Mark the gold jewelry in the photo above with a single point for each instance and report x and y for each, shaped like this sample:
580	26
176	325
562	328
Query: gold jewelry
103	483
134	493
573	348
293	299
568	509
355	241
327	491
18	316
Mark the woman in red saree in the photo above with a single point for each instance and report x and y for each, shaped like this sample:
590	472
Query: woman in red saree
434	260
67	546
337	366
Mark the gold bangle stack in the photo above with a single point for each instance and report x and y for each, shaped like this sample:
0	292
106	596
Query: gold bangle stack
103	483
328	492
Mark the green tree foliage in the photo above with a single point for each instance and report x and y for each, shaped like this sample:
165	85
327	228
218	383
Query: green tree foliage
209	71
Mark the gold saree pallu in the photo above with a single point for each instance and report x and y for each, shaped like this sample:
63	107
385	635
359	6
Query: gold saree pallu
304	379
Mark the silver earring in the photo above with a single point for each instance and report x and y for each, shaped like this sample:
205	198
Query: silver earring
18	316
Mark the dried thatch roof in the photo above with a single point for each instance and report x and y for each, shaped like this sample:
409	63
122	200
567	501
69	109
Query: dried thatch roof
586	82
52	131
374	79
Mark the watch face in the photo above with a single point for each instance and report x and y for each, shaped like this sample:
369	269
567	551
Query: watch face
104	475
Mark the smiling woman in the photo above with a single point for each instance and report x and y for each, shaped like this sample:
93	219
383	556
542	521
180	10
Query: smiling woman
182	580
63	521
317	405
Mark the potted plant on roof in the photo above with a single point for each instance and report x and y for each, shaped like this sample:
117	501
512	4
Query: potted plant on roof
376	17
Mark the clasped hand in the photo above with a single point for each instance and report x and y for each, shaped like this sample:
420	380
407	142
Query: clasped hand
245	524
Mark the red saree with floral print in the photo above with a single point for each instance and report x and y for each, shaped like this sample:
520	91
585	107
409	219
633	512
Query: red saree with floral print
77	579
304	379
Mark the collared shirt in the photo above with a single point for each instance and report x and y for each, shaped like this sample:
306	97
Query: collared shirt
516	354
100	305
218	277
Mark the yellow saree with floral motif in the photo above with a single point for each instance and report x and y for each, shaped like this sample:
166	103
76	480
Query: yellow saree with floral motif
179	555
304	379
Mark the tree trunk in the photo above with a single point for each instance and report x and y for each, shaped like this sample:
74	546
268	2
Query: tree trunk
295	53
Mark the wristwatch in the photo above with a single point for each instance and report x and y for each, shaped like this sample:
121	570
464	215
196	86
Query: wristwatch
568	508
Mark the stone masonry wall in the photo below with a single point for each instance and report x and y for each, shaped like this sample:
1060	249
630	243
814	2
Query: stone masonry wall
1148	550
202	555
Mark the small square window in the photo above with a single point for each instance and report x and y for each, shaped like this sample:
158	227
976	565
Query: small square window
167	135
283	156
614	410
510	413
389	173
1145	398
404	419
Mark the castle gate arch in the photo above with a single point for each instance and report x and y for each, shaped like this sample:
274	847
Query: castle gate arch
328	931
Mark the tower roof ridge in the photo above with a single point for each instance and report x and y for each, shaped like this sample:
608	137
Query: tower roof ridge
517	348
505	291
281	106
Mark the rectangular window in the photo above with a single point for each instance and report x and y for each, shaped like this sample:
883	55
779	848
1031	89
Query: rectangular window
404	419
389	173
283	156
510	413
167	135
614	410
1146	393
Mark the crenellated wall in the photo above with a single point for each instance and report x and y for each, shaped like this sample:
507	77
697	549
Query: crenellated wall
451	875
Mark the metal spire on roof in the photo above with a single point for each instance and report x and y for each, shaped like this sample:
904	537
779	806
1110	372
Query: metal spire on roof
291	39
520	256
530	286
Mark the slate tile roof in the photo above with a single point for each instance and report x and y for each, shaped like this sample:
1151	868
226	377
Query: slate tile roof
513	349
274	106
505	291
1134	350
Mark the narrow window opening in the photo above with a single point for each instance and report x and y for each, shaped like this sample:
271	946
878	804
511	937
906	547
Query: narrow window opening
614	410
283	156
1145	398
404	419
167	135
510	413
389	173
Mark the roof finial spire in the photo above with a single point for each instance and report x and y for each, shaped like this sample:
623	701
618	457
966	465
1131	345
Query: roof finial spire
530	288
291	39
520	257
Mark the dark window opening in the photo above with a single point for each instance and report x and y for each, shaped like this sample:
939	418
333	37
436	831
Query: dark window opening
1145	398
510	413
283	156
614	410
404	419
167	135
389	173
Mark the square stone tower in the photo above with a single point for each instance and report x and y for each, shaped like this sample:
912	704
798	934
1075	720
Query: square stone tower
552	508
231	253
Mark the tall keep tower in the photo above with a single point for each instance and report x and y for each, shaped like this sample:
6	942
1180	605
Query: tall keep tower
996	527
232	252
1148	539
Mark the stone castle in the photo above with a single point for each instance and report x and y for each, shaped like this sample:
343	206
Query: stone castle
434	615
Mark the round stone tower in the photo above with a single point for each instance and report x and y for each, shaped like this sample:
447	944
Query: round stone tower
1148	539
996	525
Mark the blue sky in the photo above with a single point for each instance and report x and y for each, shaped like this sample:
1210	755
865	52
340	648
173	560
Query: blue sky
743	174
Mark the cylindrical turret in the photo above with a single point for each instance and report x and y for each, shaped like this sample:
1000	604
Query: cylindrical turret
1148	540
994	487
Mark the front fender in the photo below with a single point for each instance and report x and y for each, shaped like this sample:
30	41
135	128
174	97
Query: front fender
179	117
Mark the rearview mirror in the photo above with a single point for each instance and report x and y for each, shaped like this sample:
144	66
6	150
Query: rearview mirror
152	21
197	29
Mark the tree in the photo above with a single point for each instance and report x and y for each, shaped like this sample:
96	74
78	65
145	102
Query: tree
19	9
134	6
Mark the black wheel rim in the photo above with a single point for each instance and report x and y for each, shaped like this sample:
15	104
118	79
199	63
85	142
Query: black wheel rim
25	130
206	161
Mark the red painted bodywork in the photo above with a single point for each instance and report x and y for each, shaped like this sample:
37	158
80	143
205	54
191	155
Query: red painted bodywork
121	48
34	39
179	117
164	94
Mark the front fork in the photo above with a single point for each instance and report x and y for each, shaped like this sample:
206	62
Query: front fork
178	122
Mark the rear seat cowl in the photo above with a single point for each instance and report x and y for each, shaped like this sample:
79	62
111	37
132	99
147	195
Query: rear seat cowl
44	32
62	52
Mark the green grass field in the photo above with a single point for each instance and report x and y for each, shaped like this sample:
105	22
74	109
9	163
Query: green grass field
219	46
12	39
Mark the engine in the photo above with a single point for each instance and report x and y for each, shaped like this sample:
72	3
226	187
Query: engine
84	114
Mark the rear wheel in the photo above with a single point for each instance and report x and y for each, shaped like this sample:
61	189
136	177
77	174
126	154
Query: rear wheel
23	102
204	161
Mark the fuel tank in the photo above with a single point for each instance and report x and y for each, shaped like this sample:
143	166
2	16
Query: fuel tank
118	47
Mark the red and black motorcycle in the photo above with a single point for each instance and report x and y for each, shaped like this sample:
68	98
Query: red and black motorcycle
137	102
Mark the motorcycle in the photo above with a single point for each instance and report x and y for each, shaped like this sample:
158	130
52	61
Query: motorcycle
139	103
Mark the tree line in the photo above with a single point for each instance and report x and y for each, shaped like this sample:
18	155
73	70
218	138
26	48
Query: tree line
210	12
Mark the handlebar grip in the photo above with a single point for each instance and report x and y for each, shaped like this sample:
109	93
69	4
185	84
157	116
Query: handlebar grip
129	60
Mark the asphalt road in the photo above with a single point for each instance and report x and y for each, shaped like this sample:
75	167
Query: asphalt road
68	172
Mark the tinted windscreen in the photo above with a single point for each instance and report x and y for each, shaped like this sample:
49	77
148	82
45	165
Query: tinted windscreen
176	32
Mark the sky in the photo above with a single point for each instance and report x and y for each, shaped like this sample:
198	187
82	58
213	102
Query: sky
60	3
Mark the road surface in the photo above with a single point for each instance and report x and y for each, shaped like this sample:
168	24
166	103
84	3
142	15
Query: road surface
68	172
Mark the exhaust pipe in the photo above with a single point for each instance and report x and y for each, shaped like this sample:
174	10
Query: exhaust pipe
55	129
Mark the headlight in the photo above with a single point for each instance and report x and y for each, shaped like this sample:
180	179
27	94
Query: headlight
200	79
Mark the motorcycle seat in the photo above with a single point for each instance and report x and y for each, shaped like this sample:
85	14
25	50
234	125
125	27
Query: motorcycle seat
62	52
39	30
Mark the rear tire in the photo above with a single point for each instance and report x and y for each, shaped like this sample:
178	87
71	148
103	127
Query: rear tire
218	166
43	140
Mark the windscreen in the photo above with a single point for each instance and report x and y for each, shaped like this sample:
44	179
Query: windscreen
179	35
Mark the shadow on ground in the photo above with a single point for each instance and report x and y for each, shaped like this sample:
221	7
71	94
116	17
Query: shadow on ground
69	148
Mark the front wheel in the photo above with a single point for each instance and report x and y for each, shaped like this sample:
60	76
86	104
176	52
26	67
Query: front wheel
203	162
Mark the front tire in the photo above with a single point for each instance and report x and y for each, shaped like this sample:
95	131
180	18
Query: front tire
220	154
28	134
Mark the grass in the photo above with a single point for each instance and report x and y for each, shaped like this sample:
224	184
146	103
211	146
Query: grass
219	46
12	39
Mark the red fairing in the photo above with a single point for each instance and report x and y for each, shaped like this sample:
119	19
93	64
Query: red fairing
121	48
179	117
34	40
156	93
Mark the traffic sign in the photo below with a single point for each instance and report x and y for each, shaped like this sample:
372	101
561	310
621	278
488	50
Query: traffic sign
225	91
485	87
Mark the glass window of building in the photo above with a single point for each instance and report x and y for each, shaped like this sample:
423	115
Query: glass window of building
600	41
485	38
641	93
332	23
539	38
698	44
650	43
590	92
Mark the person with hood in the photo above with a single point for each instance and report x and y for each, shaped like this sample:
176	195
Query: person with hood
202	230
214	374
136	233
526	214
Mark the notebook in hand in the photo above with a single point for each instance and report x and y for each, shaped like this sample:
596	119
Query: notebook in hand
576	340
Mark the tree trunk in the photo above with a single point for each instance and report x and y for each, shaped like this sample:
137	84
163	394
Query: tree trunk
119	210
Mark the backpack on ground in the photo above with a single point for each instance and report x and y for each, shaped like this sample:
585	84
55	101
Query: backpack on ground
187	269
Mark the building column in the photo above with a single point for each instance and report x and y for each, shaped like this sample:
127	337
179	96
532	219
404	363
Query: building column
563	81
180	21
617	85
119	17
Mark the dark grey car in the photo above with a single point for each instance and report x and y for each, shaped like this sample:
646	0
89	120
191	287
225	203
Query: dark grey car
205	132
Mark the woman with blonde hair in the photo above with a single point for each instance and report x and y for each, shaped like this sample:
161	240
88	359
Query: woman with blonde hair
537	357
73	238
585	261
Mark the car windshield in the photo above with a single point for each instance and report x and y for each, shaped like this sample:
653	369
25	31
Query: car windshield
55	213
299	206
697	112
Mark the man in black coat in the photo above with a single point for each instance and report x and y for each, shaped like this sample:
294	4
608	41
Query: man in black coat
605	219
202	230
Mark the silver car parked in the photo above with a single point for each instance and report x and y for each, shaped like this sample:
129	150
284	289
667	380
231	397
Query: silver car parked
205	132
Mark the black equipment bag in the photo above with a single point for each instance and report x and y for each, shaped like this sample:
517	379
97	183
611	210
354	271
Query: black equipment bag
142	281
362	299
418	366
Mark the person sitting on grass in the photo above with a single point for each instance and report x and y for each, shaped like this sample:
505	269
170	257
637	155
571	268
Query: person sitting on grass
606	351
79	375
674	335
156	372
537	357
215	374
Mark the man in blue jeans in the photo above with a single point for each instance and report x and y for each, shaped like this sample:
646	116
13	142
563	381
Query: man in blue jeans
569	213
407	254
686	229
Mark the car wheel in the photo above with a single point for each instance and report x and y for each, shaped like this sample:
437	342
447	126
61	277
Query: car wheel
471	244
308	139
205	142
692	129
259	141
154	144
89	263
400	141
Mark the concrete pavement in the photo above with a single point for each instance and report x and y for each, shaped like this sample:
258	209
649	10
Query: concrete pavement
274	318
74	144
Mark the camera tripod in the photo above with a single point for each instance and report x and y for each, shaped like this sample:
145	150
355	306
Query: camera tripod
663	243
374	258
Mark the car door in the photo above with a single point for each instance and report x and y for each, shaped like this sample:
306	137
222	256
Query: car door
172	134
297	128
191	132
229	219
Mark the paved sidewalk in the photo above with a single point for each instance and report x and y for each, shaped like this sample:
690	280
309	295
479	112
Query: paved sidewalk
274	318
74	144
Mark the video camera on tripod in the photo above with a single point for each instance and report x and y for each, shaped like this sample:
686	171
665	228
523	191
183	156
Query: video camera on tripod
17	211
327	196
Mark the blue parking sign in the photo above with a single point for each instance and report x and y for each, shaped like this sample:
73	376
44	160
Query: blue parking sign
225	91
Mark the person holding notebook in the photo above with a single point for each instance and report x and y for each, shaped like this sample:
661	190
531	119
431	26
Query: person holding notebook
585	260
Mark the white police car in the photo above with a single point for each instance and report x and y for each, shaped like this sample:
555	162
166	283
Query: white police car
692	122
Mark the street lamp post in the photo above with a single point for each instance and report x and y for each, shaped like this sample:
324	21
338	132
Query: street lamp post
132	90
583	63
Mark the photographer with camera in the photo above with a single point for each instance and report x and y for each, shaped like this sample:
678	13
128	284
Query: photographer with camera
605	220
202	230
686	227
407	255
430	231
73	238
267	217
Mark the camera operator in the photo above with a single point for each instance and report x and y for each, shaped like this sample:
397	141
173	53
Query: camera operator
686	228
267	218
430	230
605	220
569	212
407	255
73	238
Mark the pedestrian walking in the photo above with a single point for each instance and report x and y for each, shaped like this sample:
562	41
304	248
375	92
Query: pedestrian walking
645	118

__________________________________________________

• **AIM OF THE EXERCISE**: Copy the lines word for word, starting with the line that contains "Mark the car door" and going on through the final line, with both of those lines included.

• **THE OUTPUT**:
Mark the car door in the photo above with a single point for each instance and report x and y for each, shaped like this sample:
306	137
222	256
Query: car door
172	134
297	128
191	132
229	219
Mark the paved sidewalk in the photo above with a single point for each instance and report x and y for each, shaped like this sample:
690	280
309	295
479	112
Query: paved sidewalk
274	318
74	144
Mark the video camera on tripod in the photo above with a single point for each instance and report x and y for each, shaped like this sample:
686	171
665	228
523	191
183	156
Query: video camera on tripod
17	211
327	196
Mark the blue parking sign in the photo above with a single point for each instance and report x and y for each, shaped like this sample:
73	376
44	160
Query: blue parking sign
225	91
Mark the person holding notebook in the photo above with a single point for each instance and report x and y for each, shaped like this sample:
661	190
531	119
431	26
Query: person holding notebook
585	260
Mark the white police car in the photo above with a single point for each instance and report x and y for each, shaped like this sample:
555	162
166	283
Query: white police car
692	122
Mark the street lamp post in the photo above with a single point for each instance and report x and y for each, shaped like this sample:
324	21
338	132
Query: street lamp post
132	90
583	63
Mark the photographer with camera in the photo above with a single point for each instance and report x and y for each, shaped like this sample:
678	13
128	284
Query: photographer with camera
605	220
202	230
686	227
407	255
430	231
73	238
267	217
Mark the camera operator in the photo above with a single point for each instance and report x and y for each, shaped like this sample:
397	141
173	53
Query: camera operator
686	228
267	218
430	230
605	220
569	212
407	255
73	238
Mark the pedestrian walking in the photo above with a single point for each instance and report x and y for each, shaped like this sample:
562	41
304	248
375	92
Query: pedestrian walking
645	118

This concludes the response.